• **Records supplied**:
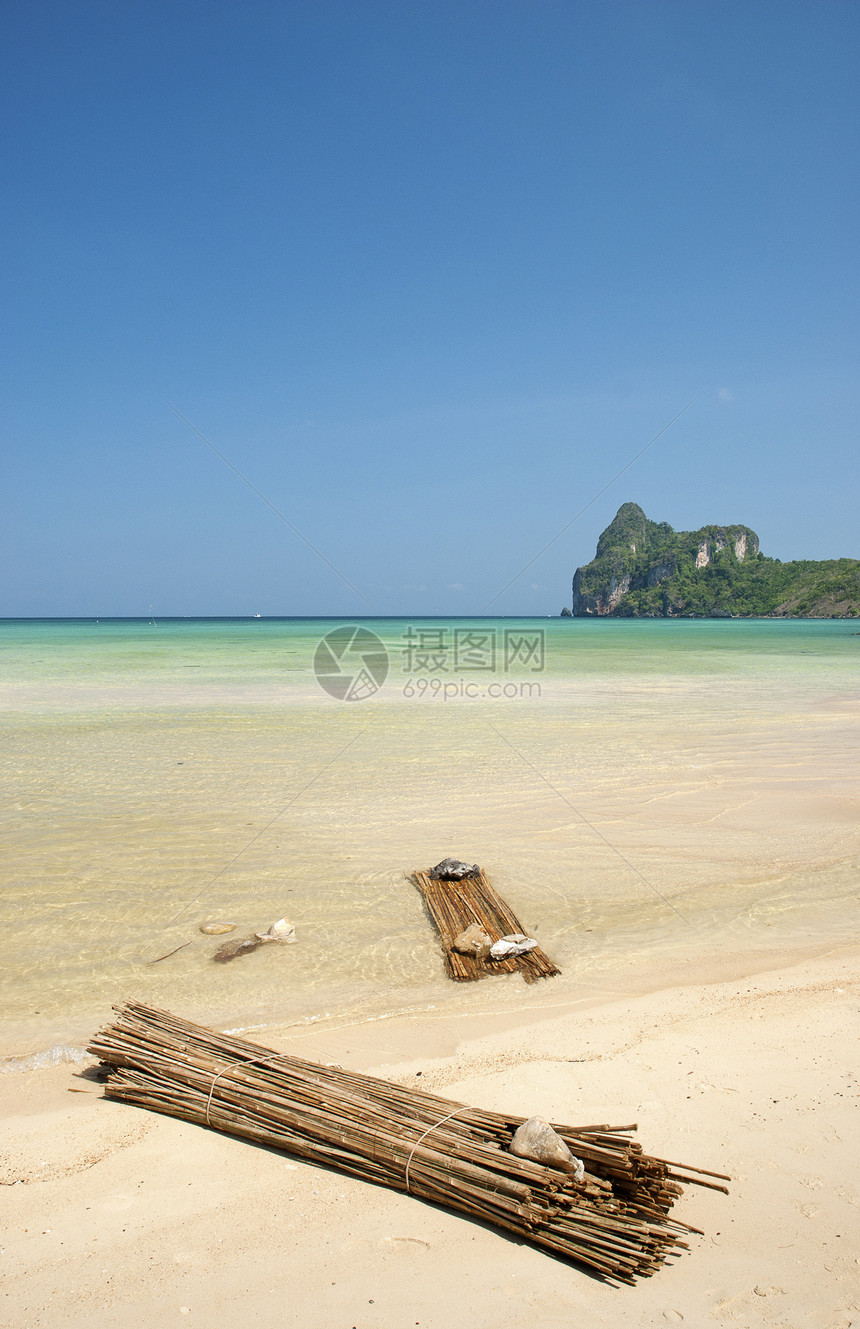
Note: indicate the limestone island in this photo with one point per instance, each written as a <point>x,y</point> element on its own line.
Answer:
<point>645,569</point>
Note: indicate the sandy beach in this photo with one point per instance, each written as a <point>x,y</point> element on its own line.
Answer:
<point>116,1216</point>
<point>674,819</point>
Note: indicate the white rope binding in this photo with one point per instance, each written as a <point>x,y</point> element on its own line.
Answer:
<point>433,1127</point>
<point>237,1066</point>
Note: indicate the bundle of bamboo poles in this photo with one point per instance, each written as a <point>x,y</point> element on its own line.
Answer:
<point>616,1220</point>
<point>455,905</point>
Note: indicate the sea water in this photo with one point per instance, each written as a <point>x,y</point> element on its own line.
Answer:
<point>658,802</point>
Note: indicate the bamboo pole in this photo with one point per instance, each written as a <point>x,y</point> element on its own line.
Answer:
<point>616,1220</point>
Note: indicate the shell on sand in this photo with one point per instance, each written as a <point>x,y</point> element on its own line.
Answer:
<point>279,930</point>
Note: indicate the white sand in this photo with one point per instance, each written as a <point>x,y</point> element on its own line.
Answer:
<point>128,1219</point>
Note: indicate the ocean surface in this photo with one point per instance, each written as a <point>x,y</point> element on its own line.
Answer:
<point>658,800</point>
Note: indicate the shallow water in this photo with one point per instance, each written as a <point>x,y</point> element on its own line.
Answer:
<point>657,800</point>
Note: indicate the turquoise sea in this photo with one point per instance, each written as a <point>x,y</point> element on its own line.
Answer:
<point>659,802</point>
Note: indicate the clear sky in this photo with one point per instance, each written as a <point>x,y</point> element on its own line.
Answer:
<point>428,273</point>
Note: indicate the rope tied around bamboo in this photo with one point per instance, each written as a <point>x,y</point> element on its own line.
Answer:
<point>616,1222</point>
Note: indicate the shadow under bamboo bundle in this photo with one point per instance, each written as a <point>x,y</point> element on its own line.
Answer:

• **What this task involves**:
Arrange the lines from the line with "Note: indicate the sea" to the line with "<point>616,1222</point>", both included, as a numbered list, leaving out any blank lines.

• **Response below**:
1. Note: indicate the sea water in this photo with one point per instance, each written as a <point>x,y</point> element on its own line.
2. Answer:
3. <point>658,802</point>
4. Note: indicate the bamboo pole in this photo with one point per instance, each written as a <point>x,y</point> element on its own line.
5. Answer:
6. <point>616,1220</point>
7. Note: indicate the shell on sand in this photo with one point per instance, each written as a <point>x,y</point> element on its own line.
8. Answer:
9. <point>279,930</point>
10. Note: indicate the white sand in this photo with one point per instance, each written as a <point>x,y</point> element on its own line.
11. Answer:
12. <point>128,1219</point>
13. Note: indicate the ocean surface in this photo with one point per instance, each written as a <point>x,y</point> element on its own line.
14. Answer:
15. <point>658,800</point>
16. Note: indicate the shallow water in this photo with one point per instance, each written as a <point>x,y</point> element on its own line.
17. Answer:
18. <point>657,800</point>
19. Note: indicate the turquoise sea in this photo with one point per instance, each written as a <point>x,y</point> element on its own line.
20. Answer:
21. <point>659,802</point>
22. Note: indicate the clear sky in this photo with one point per instance, each written as a <point>x,y</point> element on its own line.
23. Answer:
24. <point>428,273</point>
25. Note: indicate the rope tied around bamboo in this photo with one point per instance, each written as a <point>x,y</point> element on its own line.
26. Answer:
27. <point>616,1222</point>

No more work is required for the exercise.